*Exercise*. Sort through the data and copy the lines holding the word "dark".

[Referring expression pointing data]
>>>>>
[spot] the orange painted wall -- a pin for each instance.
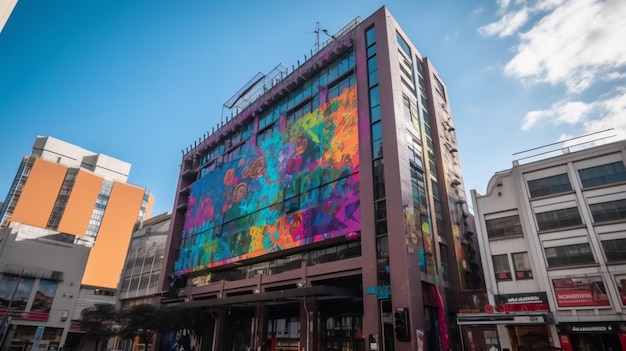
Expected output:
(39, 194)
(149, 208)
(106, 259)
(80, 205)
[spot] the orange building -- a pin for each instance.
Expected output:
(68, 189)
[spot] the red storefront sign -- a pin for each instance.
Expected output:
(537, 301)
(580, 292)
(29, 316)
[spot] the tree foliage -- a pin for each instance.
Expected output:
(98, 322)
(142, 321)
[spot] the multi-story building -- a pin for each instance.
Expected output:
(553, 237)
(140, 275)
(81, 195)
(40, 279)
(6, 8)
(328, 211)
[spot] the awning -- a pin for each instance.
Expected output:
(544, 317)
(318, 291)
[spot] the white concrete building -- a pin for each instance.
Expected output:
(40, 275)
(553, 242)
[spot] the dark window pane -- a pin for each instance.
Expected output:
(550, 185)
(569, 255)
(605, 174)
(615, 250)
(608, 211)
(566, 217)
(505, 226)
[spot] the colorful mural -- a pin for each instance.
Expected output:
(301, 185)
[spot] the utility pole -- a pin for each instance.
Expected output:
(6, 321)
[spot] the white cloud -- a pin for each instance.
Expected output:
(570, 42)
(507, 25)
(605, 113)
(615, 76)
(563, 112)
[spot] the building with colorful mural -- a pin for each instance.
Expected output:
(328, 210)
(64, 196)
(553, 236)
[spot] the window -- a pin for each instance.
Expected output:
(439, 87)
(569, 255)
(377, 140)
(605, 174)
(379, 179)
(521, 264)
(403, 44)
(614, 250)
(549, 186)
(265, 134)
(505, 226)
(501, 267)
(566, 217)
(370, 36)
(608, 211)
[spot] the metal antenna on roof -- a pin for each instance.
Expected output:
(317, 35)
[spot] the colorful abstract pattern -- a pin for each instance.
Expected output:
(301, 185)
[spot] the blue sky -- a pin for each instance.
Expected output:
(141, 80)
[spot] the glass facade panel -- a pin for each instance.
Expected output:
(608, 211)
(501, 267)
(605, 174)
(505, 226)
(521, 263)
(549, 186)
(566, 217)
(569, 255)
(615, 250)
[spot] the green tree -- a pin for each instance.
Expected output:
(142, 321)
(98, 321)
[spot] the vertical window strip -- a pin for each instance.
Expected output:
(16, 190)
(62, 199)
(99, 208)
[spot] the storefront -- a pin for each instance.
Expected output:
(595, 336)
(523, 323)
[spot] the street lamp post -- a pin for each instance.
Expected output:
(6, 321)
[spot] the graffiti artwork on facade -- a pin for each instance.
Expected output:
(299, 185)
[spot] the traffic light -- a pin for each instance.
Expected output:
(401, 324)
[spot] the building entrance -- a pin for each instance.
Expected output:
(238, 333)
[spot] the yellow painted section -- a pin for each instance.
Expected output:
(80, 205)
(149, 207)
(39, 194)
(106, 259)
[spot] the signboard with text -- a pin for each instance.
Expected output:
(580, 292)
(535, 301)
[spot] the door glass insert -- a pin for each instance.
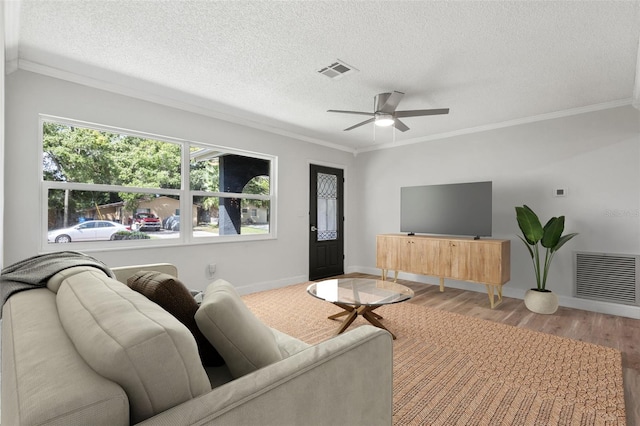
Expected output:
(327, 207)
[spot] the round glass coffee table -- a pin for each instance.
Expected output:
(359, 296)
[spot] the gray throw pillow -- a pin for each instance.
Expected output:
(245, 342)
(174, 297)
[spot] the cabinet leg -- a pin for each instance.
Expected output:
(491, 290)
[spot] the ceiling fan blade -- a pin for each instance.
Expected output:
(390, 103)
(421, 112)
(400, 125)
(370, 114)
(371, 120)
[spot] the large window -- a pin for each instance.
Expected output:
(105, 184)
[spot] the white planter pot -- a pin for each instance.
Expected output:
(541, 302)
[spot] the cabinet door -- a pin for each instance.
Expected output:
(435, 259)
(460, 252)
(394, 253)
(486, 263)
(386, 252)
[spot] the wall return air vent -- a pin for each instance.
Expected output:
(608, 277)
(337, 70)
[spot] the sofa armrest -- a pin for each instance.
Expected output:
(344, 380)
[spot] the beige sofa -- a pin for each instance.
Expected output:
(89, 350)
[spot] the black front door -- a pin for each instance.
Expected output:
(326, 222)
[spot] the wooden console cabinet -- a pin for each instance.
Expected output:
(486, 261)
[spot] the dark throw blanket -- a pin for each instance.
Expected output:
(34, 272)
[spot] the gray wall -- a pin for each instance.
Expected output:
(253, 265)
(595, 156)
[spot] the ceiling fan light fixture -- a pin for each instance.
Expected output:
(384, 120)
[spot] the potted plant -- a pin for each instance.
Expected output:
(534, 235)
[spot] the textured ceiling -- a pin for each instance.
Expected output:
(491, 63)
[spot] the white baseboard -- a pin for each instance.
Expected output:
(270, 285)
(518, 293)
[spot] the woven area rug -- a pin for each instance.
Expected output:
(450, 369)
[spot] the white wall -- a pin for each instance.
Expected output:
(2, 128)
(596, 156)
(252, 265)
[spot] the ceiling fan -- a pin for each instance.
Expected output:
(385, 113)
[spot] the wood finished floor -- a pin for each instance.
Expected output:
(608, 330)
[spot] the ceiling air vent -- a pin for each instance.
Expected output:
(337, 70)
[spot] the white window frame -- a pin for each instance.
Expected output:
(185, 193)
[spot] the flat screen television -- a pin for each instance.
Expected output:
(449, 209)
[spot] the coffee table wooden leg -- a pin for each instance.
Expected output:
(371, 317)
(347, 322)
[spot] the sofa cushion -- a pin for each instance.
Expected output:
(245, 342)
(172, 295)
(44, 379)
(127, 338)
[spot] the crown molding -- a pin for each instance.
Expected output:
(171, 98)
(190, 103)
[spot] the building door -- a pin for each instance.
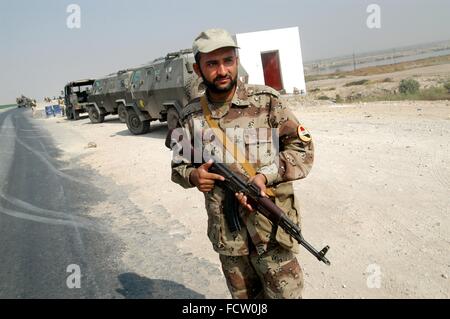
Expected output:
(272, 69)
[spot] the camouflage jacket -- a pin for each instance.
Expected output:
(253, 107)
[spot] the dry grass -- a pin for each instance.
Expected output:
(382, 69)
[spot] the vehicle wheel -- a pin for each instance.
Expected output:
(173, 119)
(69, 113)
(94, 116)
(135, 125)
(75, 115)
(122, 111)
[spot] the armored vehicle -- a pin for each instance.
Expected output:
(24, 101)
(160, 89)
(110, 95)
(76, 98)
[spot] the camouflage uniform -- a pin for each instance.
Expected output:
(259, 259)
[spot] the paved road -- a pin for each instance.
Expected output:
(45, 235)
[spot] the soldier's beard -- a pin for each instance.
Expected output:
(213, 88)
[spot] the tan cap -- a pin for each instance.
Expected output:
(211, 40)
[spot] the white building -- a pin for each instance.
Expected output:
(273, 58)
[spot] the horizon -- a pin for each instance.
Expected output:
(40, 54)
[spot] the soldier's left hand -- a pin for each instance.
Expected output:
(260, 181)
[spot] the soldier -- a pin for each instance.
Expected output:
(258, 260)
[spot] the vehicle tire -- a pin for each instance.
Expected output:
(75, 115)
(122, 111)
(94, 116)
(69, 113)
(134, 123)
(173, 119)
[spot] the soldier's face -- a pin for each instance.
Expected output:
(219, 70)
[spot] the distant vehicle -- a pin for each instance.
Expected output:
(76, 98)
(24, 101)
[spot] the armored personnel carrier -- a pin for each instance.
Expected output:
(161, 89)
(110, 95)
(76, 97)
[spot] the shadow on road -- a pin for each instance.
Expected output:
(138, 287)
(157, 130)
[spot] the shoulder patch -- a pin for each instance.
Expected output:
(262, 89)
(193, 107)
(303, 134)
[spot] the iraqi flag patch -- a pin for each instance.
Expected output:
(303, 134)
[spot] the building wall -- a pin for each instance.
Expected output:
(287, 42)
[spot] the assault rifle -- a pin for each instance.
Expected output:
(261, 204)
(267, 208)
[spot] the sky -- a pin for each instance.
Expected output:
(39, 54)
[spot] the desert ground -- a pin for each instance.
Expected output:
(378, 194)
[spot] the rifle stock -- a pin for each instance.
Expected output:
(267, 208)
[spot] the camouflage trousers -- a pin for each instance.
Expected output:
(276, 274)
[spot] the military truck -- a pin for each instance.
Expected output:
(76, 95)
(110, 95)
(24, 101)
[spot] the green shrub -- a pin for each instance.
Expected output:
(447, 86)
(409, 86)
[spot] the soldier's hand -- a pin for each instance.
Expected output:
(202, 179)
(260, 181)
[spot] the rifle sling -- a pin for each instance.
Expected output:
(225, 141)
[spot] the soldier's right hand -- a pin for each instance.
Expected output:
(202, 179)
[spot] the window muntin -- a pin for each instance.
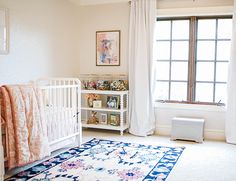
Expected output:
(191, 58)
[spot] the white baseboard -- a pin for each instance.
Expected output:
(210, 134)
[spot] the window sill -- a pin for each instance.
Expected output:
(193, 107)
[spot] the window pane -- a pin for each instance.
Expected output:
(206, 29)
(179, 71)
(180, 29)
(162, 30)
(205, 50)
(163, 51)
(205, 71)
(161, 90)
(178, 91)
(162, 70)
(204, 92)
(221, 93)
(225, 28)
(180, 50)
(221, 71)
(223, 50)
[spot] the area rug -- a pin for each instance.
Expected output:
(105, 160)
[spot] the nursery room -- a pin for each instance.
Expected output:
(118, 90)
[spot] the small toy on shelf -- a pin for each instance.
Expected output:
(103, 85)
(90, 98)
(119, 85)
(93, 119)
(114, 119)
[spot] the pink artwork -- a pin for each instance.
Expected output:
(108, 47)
<<<<<
>>>>>
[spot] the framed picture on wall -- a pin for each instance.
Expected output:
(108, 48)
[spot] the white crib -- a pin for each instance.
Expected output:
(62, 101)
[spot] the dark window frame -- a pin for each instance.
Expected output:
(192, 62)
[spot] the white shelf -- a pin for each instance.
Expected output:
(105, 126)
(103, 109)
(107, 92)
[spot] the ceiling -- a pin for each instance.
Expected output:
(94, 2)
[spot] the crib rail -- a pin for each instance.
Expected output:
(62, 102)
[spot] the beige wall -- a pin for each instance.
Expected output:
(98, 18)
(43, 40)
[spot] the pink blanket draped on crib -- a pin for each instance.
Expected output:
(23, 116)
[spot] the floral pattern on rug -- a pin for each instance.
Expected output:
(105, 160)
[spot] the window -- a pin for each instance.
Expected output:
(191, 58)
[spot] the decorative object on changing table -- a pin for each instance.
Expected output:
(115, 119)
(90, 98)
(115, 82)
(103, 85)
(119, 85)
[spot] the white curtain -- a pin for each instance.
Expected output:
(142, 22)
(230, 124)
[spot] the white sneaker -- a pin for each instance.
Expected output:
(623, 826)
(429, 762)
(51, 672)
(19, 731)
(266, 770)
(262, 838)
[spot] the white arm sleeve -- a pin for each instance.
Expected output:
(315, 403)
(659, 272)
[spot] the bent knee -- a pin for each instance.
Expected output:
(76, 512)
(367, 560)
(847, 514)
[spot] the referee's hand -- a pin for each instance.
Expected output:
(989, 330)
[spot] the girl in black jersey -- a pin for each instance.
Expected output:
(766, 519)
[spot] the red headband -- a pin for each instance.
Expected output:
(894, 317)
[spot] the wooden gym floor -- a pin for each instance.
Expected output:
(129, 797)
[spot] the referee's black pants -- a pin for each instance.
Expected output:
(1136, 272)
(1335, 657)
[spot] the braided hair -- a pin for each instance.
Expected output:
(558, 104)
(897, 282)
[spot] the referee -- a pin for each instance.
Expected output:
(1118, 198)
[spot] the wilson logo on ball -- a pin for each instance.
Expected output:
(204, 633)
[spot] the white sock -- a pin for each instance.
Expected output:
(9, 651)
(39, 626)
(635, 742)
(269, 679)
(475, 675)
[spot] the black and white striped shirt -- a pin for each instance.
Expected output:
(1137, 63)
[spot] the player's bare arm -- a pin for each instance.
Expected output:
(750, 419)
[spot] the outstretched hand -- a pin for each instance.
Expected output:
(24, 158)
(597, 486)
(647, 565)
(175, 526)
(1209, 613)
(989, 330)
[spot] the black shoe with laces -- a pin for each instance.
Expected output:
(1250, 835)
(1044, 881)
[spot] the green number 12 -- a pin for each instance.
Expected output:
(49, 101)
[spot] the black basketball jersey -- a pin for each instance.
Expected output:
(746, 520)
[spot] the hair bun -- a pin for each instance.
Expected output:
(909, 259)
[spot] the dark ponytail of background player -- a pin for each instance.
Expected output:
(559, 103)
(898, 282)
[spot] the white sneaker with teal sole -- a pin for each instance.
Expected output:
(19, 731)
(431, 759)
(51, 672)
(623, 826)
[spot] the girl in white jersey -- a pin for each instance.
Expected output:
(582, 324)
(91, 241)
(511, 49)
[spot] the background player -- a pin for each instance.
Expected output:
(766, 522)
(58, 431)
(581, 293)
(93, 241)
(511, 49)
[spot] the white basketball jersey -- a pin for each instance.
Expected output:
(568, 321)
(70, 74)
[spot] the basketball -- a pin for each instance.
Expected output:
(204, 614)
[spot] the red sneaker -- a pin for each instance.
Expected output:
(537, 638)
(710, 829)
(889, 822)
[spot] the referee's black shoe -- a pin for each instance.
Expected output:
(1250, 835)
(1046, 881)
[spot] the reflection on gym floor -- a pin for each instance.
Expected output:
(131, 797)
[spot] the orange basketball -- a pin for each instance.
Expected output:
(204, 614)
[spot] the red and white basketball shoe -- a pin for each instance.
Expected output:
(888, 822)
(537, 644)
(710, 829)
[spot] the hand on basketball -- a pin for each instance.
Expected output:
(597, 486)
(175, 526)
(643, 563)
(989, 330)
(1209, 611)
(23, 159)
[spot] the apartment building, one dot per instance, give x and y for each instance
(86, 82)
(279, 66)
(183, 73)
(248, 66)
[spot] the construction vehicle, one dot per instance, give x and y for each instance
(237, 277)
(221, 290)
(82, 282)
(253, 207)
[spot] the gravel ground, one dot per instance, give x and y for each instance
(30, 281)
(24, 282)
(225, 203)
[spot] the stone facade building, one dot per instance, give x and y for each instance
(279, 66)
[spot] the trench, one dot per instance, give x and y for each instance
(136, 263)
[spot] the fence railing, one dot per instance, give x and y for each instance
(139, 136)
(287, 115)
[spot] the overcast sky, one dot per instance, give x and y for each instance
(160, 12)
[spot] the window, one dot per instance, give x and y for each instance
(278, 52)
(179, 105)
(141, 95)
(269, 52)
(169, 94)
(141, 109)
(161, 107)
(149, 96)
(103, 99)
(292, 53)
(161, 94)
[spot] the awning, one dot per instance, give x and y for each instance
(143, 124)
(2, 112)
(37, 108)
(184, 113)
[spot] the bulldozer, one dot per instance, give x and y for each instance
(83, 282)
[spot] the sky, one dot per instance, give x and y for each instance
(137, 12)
<<<<<
*Response*.
[spot] the dark window pane -- a pin for each instance.
[spot] the dark throw blanket -- a pin for each instance.
[spot] the dark window frame -- a pin for each instance.
[spot] the dark ponytail of background player -- a pin for each instance.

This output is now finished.